== Segment start ==

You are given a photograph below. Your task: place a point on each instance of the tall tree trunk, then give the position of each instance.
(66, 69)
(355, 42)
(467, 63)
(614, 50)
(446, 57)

== Segment end ==

### What is expected
One exact transcript of the whole listing is the expected answer.

### Response to this task
You are given a photograph below. Your task: place a point on each instance of the tall tree trunk, then give the position of each instance.
(66, 69)
(355, 42)
(467, 63)
(614, 50)
(446, 57)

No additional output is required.